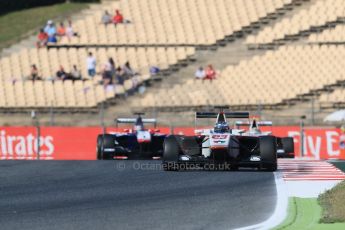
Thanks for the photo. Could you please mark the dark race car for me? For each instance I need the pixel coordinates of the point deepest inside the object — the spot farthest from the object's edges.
(285, 145)
(220, 147)
(136, 143)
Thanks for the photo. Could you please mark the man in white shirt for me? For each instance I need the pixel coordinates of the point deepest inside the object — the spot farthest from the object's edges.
(200, 73)
(91, 65)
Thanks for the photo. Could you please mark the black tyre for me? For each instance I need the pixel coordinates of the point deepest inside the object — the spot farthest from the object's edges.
(268, 153)
(171, 152)
(288, 146)
(99, 147)
(108, 143)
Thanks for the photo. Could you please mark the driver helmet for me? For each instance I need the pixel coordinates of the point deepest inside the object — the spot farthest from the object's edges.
(221, 127)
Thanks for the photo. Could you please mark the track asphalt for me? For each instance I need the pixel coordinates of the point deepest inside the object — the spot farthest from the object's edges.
(130, 195)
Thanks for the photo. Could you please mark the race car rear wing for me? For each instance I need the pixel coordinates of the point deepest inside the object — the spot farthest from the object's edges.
(133, 120)
(247, 123)
(227, 114)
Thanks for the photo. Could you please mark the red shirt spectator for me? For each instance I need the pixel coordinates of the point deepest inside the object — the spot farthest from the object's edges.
(42, 39)
(61, 30)
(210, 73)
(118, 18)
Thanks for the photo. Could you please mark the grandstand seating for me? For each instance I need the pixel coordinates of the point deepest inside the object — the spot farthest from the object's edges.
(318, 15)
(172, 22)
(165, 33)
(334, 35)
(333, 99)
(17, 66)
(22, 94)
(270, 79)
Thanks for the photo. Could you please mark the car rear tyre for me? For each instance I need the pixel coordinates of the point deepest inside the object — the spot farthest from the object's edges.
(99, 147)
(171, 152)
(288, 146)
(268, 153)
(108, 143)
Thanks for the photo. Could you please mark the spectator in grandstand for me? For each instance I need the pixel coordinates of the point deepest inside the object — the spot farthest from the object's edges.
(118, 17)
(154, 70)
(34, 73)
(210, 73)
(200, 73)
(61, 74)
(112, 66)
(50, 29)
(128, 71)
(119, 76)
(107, 76)
(52, 39)
(70, 31)
(61, 31)
(42, 39)
(106, 18)
(91, 65)
(75, 73)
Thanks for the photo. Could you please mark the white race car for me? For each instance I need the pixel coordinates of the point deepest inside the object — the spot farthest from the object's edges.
(220, 146)
(285, 145)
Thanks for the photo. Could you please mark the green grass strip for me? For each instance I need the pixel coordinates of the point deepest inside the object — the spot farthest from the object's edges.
(305, 213)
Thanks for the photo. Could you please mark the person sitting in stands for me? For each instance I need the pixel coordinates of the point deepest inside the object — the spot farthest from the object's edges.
(50, 28)
(75, 73)
(128, 71)
(119, 76)
(42, 39)
(154, 70)
(34, 73)
(70, 31)
(52, 39)
(61, 73)
(200, 73)
(107, 76)
(210, 73)
(106, 18)
(118, 18)
(61, 31)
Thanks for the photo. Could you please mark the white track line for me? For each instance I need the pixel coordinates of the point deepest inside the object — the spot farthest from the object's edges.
(280, 210)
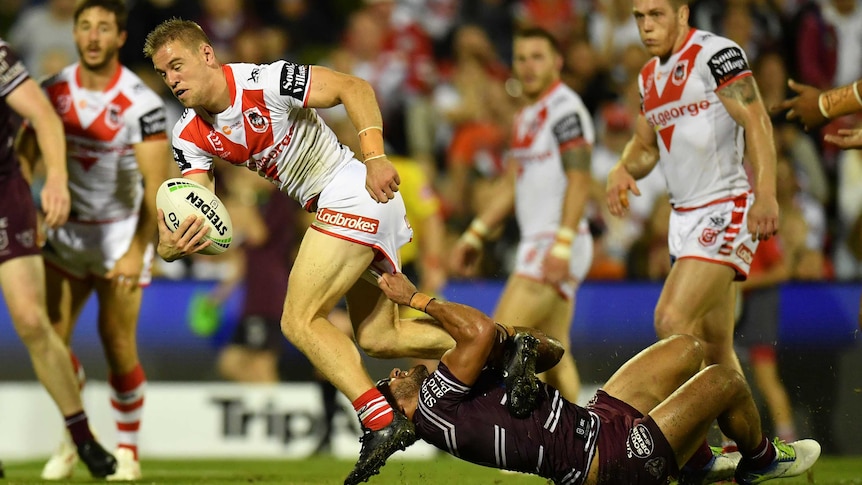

### Activity
Exactly as written, reproduce the lines from the one containing "Thanks for the photo. Could you please mark the white race" through the last line of the entries above, and leave every picture out.

### Answer
Thanks for the photo. Could you please mark the white race car for me? For each instance I need the pixel coordinates of the point deepest inside the object — the spot farthest from the object's edges.
(220, 146)
(285, 145)
Thanks for the photo. Could you please mark the green grass strip for me? For each instance I need the pixel coordinates of the point deepest inside the object — the spot farthest from the object's edges.
(305, 213)
Thanks for the photo. Could you please mark the person sitting in stands for me? For each instance I need the pixel coordinates of the point deepest inside the object — the spot farthest from the object's edges.
(50, 28)
(75, 73)
(128, 71)
(119, 76)
(42, 39)
(154, 70)
(34, 73)
(70, 31)
(52, 39)
(61, 73)
(200, 73)
(107, 76)
(210, 73)
(106, 18)
(118, 18)
(61, 31)
Thanks for the photo. Could you please mark the white track line for me? For each instance I need the pixel coordinates of the point deepest inside the object — the spot farthest from the object's edges.
(280, 210)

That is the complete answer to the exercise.